* **Activity**: After finding the line with "tree line, returned" in the data below, set down exactly each line through the one with "the lake, returned", inclusive, and stop there.

* **Records shown**:
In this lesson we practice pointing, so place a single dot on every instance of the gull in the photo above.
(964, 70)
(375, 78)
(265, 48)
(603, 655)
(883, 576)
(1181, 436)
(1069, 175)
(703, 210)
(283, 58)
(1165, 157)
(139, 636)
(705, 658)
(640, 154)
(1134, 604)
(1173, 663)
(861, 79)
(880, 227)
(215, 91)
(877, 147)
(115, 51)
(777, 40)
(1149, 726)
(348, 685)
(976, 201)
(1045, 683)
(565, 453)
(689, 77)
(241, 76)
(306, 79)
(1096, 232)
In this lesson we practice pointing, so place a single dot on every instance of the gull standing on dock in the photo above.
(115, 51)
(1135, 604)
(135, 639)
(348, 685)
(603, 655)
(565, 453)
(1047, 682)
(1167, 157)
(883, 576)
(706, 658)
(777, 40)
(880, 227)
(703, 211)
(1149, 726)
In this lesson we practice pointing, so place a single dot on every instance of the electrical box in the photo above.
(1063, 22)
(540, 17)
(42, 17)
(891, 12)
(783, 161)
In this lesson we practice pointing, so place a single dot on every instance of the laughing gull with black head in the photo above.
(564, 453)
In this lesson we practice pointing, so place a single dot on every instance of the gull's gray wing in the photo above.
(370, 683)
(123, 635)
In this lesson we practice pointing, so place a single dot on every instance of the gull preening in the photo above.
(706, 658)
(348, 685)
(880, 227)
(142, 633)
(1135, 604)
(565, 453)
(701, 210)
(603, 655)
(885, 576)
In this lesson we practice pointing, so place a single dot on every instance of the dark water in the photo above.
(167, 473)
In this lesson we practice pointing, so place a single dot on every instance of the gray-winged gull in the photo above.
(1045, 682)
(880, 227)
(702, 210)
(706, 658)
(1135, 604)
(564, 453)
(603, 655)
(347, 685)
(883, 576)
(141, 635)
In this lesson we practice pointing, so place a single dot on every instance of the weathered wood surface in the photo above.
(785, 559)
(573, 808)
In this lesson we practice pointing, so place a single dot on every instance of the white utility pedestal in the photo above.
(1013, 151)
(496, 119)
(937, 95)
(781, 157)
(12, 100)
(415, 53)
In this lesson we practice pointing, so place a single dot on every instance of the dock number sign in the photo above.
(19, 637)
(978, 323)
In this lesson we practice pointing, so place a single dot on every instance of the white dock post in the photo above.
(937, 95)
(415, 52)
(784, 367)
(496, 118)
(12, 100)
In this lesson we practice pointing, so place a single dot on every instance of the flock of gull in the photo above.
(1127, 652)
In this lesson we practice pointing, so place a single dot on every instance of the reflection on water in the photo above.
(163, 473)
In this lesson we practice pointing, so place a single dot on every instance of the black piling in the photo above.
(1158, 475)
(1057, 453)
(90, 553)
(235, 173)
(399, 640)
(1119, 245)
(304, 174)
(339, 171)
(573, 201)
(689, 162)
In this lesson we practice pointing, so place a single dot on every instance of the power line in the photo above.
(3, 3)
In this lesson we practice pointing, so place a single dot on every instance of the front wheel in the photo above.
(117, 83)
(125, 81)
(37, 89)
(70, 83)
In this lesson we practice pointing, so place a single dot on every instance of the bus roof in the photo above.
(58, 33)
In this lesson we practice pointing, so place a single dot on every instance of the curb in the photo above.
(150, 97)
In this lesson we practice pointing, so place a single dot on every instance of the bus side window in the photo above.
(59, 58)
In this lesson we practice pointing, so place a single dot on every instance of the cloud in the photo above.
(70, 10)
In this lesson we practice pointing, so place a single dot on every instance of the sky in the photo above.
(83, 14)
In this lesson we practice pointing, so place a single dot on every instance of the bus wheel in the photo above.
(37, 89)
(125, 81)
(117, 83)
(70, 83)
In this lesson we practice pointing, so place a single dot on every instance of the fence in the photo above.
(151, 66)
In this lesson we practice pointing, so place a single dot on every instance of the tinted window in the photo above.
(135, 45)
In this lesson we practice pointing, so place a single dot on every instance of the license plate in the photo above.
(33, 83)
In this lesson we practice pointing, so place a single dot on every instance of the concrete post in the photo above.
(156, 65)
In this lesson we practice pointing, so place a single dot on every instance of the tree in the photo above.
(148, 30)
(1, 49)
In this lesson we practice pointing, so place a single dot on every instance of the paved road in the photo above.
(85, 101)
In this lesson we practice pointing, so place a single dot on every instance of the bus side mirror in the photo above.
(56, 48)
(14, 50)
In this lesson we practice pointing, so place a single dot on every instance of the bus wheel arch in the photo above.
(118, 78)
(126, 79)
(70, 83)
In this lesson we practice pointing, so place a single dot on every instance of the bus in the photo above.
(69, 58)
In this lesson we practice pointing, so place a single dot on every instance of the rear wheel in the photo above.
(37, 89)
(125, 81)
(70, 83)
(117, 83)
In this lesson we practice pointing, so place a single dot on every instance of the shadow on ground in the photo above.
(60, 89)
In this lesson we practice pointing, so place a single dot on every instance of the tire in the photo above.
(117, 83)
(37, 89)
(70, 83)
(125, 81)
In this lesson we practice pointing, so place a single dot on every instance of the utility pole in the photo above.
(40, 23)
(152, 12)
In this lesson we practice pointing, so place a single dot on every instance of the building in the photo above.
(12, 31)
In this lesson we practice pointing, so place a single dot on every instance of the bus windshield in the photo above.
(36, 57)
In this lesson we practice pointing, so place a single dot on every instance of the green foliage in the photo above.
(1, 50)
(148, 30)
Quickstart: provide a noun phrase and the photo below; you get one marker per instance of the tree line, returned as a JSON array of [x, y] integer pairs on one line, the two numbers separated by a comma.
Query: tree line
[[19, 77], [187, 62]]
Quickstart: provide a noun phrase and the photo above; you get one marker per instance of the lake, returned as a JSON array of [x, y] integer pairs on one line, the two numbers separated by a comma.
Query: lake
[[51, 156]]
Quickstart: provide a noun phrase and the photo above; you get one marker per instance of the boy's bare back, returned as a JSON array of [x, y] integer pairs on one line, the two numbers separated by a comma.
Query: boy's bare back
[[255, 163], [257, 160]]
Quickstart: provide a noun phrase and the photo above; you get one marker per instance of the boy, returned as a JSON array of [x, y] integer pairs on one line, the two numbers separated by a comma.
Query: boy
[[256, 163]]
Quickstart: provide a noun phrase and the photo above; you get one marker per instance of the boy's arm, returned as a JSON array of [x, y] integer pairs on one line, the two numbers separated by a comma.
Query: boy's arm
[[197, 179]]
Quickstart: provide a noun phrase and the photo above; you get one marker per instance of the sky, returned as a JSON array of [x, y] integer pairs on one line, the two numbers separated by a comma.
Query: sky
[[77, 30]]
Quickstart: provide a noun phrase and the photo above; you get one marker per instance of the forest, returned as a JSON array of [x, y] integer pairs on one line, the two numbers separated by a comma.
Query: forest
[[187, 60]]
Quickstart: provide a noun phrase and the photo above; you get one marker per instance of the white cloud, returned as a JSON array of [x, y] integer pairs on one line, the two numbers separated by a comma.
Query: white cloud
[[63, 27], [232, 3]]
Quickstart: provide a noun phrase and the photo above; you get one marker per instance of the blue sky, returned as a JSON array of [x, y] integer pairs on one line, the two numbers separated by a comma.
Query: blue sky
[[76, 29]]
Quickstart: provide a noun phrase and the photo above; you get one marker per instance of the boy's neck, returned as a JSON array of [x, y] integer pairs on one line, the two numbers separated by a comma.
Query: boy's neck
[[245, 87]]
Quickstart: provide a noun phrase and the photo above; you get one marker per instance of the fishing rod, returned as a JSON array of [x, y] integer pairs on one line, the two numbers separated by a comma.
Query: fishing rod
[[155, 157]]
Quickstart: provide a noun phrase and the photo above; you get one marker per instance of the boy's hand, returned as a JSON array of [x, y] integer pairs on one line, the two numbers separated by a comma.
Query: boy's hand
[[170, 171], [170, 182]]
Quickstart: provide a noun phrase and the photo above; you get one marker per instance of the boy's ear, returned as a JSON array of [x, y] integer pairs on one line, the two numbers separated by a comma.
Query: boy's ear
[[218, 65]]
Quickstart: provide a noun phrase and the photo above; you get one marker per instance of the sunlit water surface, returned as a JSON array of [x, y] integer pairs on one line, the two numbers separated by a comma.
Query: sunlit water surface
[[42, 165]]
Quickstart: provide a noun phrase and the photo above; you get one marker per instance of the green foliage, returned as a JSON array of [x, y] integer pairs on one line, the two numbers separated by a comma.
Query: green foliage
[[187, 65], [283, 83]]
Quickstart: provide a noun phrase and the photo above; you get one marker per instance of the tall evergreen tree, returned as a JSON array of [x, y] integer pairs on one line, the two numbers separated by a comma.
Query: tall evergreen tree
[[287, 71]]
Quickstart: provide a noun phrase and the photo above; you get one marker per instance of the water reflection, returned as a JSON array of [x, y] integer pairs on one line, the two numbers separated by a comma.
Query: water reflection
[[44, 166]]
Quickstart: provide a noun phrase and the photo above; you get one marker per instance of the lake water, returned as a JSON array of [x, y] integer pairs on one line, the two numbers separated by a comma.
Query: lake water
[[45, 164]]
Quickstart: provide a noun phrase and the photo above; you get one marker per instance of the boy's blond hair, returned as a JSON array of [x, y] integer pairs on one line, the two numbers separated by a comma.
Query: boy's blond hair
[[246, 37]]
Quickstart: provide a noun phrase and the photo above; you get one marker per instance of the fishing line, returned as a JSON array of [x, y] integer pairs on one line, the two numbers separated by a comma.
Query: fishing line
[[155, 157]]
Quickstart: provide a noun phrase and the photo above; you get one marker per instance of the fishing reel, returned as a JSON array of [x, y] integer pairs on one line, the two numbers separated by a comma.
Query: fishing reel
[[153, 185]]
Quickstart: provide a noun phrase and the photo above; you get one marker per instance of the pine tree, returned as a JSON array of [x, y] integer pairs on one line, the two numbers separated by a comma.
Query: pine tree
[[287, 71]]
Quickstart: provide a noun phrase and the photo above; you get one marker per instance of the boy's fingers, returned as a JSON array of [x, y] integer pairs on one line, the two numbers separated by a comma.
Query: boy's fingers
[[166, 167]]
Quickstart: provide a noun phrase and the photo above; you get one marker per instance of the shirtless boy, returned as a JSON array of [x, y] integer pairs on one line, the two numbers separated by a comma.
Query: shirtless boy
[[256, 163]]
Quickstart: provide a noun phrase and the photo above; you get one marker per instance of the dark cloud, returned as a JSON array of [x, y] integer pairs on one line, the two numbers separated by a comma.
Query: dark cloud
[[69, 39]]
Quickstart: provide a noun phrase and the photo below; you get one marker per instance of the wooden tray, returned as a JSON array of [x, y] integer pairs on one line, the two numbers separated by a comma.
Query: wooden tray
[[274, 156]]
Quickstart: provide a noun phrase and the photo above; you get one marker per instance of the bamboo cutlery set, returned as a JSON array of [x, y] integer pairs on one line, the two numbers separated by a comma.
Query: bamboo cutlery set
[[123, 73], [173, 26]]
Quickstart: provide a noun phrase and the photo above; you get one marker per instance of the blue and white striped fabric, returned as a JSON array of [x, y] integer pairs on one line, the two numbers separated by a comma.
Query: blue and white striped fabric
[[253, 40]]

* **Exercise answer**:
Quickstart: provide a noun phrase and the photo below; you get one marker per instance of the tree line, returned as a JSON array of [x, y] integer pairs on one line, the two numbers separated by a comma.
Query: tree line
[[19, 77], [187, 62]]
Quickstart: provide a noun phrase and the photo above; you get one marker per instance of the lake, returned as a JSON array of [x, y] integer pairs on one line, the two numbers separated by a comma.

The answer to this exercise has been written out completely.